>> START Supplied records

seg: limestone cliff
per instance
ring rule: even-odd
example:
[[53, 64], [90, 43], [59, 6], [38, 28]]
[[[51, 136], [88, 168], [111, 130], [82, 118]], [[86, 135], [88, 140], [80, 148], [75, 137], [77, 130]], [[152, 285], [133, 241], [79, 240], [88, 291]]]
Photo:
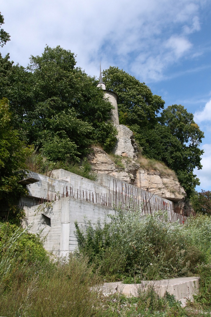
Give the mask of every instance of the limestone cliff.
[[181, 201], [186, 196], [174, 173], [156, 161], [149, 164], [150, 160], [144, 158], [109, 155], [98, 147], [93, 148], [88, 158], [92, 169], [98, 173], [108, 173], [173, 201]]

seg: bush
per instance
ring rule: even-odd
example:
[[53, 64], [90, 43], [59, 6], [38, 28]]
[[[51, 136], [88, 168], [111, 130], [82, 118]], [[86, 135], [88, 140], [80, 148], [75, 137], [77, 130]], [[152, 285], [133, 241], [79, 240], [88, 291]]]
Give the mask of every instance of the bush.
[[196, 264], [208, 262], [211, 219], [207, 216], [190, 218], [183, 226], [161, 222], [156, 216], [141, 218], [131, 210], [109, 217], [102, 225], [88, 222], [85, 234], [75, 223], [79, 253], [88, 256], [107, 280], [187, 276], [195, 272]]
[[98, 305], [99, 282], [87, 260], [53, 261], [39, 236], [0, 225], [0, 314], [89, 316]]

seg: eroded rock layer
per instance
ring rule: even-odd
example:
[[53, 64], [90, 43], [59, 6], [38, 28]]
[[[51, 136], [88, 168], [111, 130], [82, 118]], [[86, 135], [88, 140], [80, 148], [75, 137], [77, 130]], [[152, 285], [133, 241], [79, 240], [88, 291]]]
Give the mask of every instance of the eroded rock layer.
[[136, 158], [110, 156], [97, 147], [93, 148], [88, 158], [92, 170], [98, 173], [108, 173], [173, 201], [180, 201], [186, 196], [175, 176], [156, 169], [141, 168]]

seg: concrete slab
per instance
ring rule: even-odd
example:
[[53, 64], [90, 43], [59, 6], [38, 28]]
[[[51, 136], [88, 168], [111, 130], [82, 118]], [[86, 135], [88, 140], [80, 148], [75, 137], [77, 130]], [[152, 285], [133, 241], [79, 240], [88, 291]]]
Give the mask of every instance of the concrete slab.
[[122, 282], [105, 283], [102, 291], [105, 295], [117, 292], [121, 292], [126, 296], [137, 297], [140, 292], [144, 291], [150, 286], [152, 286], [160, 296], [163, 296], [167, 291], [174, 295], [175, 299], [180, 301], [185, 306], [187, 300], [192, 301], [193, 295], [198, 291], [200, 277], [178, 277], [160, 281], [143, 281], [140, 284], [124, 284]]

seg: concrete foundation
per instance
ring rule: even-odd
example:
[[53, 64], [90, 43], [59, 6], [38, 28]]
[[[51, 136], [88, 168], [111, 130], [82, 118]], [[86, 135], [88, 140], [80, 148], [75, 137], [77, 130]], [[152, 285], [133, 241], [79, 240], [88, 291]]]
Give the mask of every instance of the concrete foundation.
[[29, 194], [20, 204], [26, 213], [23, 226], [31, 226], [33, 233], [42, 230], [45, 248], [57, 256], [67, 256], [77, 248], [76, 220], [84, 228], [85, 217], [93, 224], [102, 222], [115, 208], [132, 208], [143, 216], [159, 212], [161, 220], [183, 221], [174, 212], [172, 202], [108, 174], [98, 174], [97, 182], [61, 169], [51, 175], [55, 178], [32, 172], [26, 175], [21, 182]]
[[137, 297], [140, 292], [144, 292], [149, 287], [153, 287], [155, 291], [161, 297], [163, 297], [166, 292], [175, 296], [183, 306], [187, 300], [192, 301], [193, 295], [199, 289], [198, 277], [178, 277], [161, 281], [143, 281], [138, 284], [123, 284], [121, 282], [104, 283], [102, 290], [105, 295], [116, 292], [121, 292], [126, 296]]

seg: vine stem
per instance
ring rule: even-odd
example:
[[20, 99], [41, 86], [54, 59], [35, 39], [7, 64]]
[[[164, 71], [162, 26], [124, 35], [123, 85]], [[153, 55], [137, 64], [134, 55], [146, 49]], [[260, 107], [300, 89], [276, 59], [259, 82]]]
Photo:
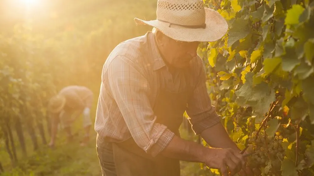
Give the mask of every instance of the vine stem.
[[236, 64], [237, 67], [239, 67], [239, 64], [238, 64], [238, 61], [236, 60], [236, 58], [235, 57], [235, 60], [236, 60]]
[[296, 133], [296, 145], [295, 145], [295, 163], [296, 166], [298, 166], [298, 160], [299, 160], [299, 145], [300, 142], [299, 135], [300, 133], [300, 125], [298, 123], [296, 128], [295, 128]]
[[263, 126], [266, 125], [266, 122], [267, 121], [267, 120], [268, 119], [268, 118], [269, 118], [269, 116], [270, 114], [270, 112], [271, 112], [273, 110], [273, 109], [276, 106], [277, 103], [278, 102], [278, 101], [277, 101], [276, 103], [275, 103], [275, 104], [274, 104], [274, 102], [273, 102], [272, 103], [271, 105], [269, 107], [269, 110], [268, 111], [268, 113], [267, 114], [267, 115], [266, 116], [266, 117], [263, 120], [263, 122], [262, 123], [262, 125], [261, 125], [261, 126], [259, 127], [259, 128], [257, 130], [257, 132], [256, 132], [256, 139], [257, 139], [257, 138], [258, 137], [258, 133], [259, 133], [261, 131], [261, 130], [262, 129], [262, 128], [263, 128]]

>> END Supplied records

:: Directions for this task ::
Lay out every line of the listing above as a Markdown table with the columns Row and Listing line, numbering the rows and skipping blank lines. Leave the pictures out of the answer.

:: Solution for this problem ::
| Row | Listing line |
|---|---|
| 1 | seg: limestone cliff |
| 2 | per instance |
| 3 | ring rule: even-odd |
| 4 | example: |
| 5 | [[53, 64], [90, 43], [59, 6], [38, 28]] |
| 6 | [[[51, 136], [88, 168], [111, 130], [82, 118]], [[86, 135], [88, 140], [80, 148], [75, 137], [77, 130]], [[152, 285], [133, 241], [79, 240], [88, 291]]] |
| 7 | Photo: |
| 8 | Give the mask of every instance of the limestone cliff. |
| 9 | [[181, 201], [186, 196], [174, 173], [156, 161], [149, 164], [150, 160], [144, 158], [109, 155], [98, 147], [93, 148], [88, 158], [92, 169], [98, 173], [108, 173], [173, 201]] |
| 10 | seg: bush |
| 11 | per instance |
| 12 | ring rule: even-odd |
| 13 | example: |
| 14 | [[53, 64], [90, 43], [59, 6], [38, 28]] |
| 15 | [[[51, 136], [88, 168], [111, 130], [82, 118]], [[86, 135], [88, 140], [80, 148], [75, 137], [77, 130]], [[152, 285], [133, 241], [79, 240], [88, 291]]] |
| 16 | Give the mask of every instance of the bush. |
| 17 | [[196, 264], [208, 262], [211, 219], [207, 216], [190, 218], [183, 226], [161, 222], [156, 216], [141, 218], [131, 210], [109, 217], [102, 225], [88, 222], [85, 234], [75, 223], [79, 253], [88, 256], [107, 280], [187, 276], [195, 272]] |
| 18 | [[98, 305], [99, 282], [87, 260], [53, 261], [39, 236], [0, 225], [0, 314], [89, 316]] |
| 19 | seg: eroded rock layer |
| 20 | per instance |
| 21 | ring rule: even-odd |
| 22 | example: |
| 23 | [[53, 64], [90, 43], [59, 6], [38, 28]] |
| 24 | [[[51, 136], [88, 168], [111, 130], [82, 118]], [[86, 135], [88, 140], [80, 148], [75, 137], [77, 130]], [[152, 285], [133, 241], [79, 240], [88, 291]]] |
| 25 | Give the mask of every instance of the eroded rock layer. |
| 26 | [[136, 158], [110, 156], [97, 147], [93, 148], [88, 158], [92, 170], [98, 173], [108, 173], [173, 201], [180, 201], [186, 196], [175, 176], [156, 169], [141, 168]] |
| 27 | seg: concrete slab |
| 28 | per instance |
| 29 | ring rule: even-odd |
| 30 | example: |
| 31 | [[53, 64], [90, 43], [59, 6], [38, 28]] |
| 32 | [[[51, 136], [88, 168], [111, 130], [82, 118]], [[86, 135], [88, 140], [80, 148], [75, 137], [77, 130]], [[152, 285], [133, 241], [79, 240], [88, 291]]] |
| 33 | Give the mask of every instance of the concrete slab. |
| 34 | [[122, 282], [105, 283], [102, 291], [105, 295], [117, 292], [121, 292], [126, 296], [137, 297], [140, 292], [144, 291], [150, 286], [152, 286], [160, 296], [163, 296], [167, 291], [174, 295], [175, 299], [180, 301], [185, 306], [187, 300], [192, 301], [193, 295], [198, 291], [200, 277], [178, 277], [160, 281], [143, 281], [140, 284], [124, 284]] |
| 35 | seg: concrete foundation |
| 36 | per instance |
| 37 | ring rule: even-odd |
| 38 | example: |
| 39 | [[53, 64], [90, 43], [59, 6], [38, 28]] |
| 40 | [[[51, 136], [88, 168], [111, 130], [82, 118]], [[86, 135], [88, 140], [80, 148], [75, 137], [77, 130]], [[152, 285], [133, 241], [79, 240], [88, 291]]] |
| 41 | Give the mask of every instance of the concrete foundation. |
| 42 | [[29, 194], [20, 204], [26, 213], [23, 226], [31, 226], [33, 233], [42, 230], [45, 248], [57, 256], [67, 256], [77, 248], [76, 220], [84, 228], [85, 217], [93, 224], [102, 222], [115, 208], [132, 208], [143, 216], [159, 212], [161, 220], [183, 221], [174, 212], [172, 202], [108, 174], [98, 174], [97, 182], [61, 169], [51, 175], [55, 178], [32, 172], [26, 175], [21, 182]] |
| 43 | [[137, 297], [140, 292], [144, 292], [149, 287], [153, 287], [155, 291], [161, 297], [163, 297], [166, 292], [175, 296], [183, 306], [187, 300], [192, 301], [193, 295], [199, 289], [198, 277], [178, 277], [161, 281], [143, 281], [138, 284], [123, 284], [121, 282], [104, 283], [102, 290], [105, 295], [116, 292], [121, 292], [126, 296]] |
| 44 | seg: vine stem |
| 45 | per instance |
| 46 | ring rule: even-odd |
| 47 | example: |
| 48 | [[20, 99], [41, 86], [54, 59], [35, 39], [7, 64]] |
| 49 | [[[164, 71], [162, 26], [124, 35], [123, 85]], [[153, 55], [137, 64], [134, 55], [146, 49]], [[260, 107], [300, 89], [276, 59], [259, 82]]] |
| 50 | Photo: |
| 51 | Give the mask of every instance of the vine stem. |
| 52 | [[236, 64], [237, 67], [239, 67], [239, 64], [238, 64], [238, 61], [236, 60], [236, 58], [235, 57], [235, 60], [236, 60]] |
| 53 | [[296, 133], [296, 145], [295, 145], [295, 163], [296, 166], [298, 166], [298, 160], [299, 160], [299, 145], [300, 142], [299, 135], [300, 133], [300, 125], [298, 123], [296, 128], [295, 128]] |
| 54 | [[263, 126], [266, 125], [266, 122], [267, 121], [267, 120], [268, 119], [268, 118], [269, 118], [269, 116], [270, 114], [270, 112], [271, 112], [273, 110], [273, 109], [276, 106], [277, 103], [278, 102], [278, 101], [277, 101], [276, 103], [275, 103], [275, 104], [274, 104], [274, 102], [273, 102], [272, 103], [271, 105], [269, 107], [269, 110], [268, 111], [268, 113], [267, 114], [267, 115], [266, 116], [266, 117], [263, 120], [263, 122], [262, 123], [262, 125], [261, 125], [261, 126], [259, 127], [259, 128], [257, 130], [257, 132], [256, 132], [256, 139], [257, 139], [257, 138], [258, 137], [258, 133], [259, 133], [261, 131], [261, 130], [262, 129], [262, 128], [263, 128]] |